**AUFGABENSTELLUNG**
Beantworte anhand des Textes zum Bundesgerichtsurteil unten die folgenden Fragen:
(a) An welchem Datum erging das Urteil?
(b) Unter welchem Gesichtswinkel überprüft das Bundesgericht die Auslegung und Anwendung kantonalen Gesetzesrechtes?
(c) Vom welchem Datum ist das basellandschaftliche Gesetz über die kantonalen Steuern?

**TEXTBLOCK**
********

Sammlung der Entscheidungen des Schweizerischen Bundesgerichts
Collection des arrêts du Tribunal fédéral suisse
Raccolta delle decisioni del Tribunale federale svizzero

BGE 91 I 249



91 I 249

40. Urteil vom 24. Juni 1965 i.S. Multengut AG gegen Gemeinde Binningen
und Steuerrekurskommission des Kantons Basel-Landschaft. Regeste

    Gemeindesteuern, Art. 4 BV.

    1.  Auslegung und Anwendung kantonalen Gesetzesrechtes überprüft das
Bundesgericht nur unter dem Gesichtswinkel von Art. 4 BV (Erw. 1).

    2.  Steuern dürfen nur bei Vorliegen der gesetzlichen Voraussetzungen
und lediglich in dem vom Gesetz festgelegten Umfange erhoben werden
(Erw. 3).

    3.  § 141 Abs. 6 des basellandschaftlichen Gesetzes über die kantonalen
Steuern vom 7. Juli 1952, wonach die Gemeinden "berechtigt sind, die
Staatssteuereinschätzung allgemein auch für die Gemeindesteuer als gültig
zu erklären", ermächtigt die Gemeinden nur, für die Gemeindesteuern
entweder das bisherige System der Besteuerung nach Gemeindegesetz
beizubehalten, oder als Ganzes das System der Staatssteuer gemäss
kantonalem Steuergesetz zu zu übernehmen (Erw. 4 und 5).

********

**BEREITGESTELLTE ZEILEN**
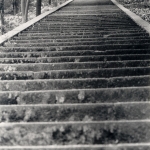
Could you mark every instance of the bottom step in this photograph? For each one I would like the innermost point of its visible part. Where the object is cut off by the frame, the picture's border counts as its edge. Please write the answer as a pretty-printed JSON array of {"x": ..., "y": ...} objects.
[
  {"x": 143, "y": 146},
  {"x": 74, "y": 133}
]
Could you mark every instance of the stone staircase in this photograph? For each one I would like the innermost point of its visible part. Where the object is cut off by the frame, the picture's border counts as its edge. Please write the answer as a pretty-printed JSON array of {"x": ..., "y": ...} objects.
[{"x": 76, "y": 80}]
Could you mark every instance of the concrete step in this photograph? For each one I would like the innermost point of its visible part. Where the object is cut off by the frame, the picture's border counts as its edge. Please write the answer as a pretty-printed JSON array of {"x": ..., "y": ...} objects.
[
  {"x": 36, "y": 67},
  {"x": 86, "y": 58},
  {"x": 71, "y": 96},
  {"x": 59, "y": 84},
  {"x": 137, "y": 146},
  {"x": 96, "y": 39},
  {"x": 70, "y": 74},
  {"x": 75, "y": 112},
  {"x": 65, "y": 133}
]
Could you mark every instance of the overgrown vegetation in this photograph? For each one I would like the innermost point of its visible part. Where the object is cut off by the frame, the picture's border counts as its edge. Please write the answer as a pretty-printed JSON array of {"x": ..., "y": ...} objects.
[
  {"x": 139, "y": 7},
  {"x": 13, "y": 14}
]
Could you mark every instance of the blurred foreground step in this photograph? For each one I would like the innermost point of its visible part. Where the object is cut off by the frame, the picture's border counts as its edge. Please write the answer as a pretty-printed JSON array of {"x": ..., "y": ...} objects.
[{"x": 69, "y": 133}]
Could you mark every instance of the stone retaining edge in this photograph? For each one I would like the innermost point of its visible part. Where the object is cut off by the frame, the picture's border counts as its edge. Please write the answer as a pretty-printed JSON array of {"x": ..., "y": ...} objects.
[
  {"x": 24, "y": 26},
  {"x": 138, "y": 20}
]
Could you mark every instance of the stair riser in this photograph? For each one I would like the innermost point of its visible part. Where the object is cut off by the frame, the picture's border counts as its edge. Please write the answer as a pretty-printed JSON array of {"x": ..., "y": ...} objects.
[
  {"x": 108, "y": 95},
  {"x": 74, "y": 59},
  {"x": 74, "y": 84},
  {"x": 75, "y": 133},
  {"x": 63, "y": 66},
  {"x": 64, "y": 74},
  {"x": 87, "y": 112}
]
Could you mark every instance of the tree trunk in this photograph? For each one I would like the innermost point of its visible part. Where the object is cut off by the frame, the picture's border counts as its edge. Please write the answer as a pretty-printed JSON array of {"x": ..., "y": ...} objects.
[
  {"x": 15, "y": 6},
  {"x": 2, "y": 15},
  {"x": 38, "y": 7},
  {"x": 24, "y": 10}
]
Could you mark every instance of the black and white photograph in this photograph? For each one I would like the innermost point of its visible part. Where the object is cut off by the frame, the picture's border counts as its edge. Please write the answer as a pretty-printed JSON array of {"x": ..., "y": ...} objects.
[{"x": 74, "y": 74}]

********

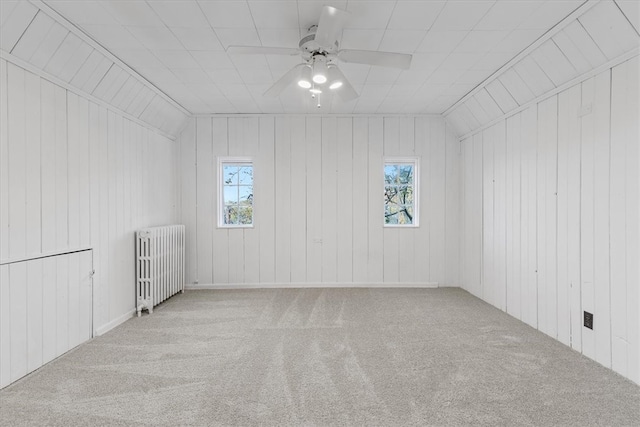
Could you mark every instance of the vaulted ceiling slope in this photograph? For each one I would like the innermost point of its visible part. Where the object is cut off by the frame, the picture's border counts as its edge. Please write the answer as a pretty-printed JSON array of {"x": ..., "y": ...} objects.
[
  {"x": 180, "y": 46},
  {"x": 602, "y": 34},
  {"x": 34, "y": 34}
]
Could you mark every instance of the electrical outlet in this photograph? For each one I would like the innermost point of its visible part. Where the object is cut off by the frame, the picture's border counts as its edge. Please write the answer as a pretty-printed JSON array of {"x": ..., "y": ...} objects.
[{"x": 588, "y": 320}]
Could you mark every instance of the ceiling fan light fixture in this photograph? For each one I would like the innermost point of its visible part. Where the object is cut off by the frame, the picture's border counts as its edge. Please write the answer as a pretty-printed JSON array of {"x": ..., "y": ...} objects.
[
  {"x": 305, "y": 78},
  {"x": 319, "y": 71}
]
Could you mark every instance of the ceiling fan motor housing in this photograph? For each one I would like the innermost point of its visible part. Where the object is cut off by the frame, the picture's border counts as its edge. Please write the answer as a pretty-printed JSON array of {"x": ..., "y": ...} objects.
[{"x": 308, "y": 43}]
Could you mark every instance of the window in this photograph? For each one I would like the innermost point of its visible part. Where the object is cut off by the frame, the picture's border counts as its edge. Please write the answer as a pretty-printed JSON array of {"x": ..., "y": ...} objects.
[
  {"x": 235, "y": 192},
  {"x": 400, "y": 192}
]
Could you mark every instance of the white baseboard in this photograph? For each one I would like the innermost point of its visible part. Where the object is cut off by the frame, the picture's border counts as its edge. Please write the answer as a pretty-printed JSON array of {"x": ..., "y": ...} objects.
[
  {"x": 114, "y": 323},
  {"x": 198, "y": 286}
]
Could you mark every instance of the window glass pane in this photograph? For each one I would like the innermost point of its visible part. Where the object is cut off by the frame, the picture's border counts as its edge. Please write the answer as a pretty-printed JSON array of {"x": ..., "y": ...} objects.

********

**ERGEBNIS**
(a) Am 24. Juni 1965.
(b) Nur unter dem Gesichtswinkel von Art. 4 BV.
(c) Vom 7. Juli 1952.